» **RAW DATA**
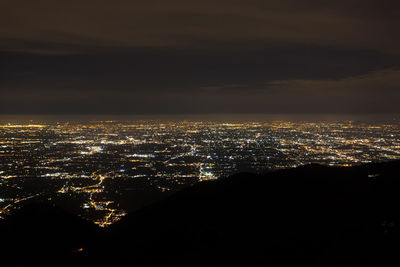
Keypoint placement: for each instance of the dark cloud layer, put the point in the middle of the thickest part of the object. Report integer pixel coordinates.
(199, 56)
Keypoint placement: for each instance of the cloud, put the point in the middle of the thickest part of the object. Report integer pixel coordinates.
(353, 24)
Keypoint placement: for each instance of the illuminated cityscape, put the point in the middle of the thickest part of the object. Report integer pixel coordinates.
(95, 168)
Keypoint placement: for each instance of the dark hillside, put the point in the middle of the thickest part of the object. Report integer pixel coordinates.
(307, 216)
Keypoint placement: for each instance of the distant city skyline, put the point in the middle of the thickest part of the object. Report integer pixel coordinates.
(183, 57)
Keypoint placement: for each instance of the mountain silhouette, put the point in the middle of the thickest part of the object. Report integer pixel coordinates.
(307, 216)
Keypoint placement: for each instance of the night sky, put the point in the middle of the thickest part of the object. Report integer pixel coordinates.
(208, 56)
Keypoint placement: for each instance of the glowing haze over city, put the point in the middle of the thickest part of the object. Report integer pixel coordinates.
(92, 167)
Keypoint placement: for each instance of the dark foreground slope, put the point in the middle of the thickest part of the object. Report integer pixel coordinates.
(308, 216)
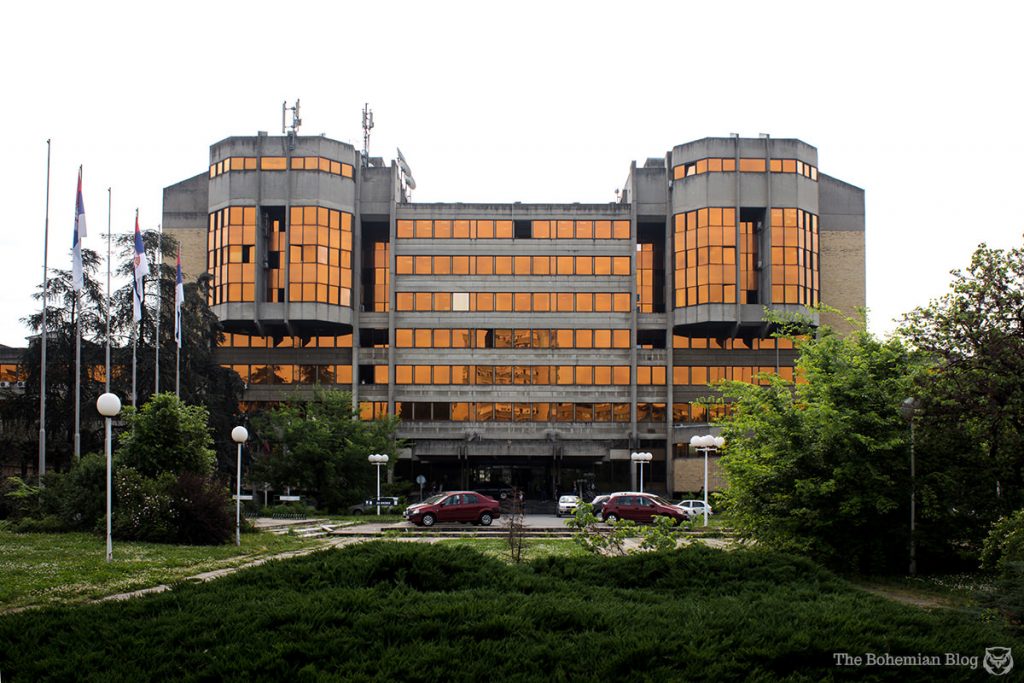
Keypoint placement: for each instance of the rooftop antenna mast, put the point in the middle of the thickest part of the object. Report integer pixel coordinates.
(368, 124)
(292, 130)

» **YOUR INSTRUCTIONS**
Each record above should be returned unchanged, except that the pictures are dropped.

» **PROBLEM SOLUTION**
Keypoint placement: for each instance of the dark cloud layer, put the point in the middle of the thickest part of the object. Report integer pixel coordinates.
(199, 56)
Keypoint placement: for each instance of the cloud, put the point in the middle of the thickest part of the object. Report integer pixel coordinates.
(353, 24)
Keypoint placement: for each instance of the illuminated cityscape, put the point in the middle of the thickest part of the object. Report integer pixel coordinates.
(95, 168)
Keypoint placement: for each instance of the dark hillside, put the point in the middle of the thickest part of the object. Report integer pixel coordinates.
(307, 216)
Keypoint placement: for each instance of the distant city skyline, put the point in the middle of the thickest part of the object. Report integer pixel coordinates.
(183, 57)
Keypoint placement: for each instance of the mountain silhouette, put the point in the middle of the thickest part of the object. Report integer pixel coordinates.
(307, 216)
Keypoint placement: for each instance of the night sky, put the point in the middle of the thickest part of the object. Report integer pixel coordinates.
(208, 56)
Keypoint placement: for each instance of the glowing haze over city, put the point in the middle of the thickest part of the object. Report integer pixel coordinates.
(92, 167)
Keypoint placement: for each instance of the dark foreground slope, put the point in the middle of the thickest part of the object. Report integer pixel coordinates.
(308, 216)
Keypoint placement: for each instance of the rooftop antenna mast, put the point in the middle of the thickest part of the object. Report integer pixel coordinates.
(368, 124)
(292, 130)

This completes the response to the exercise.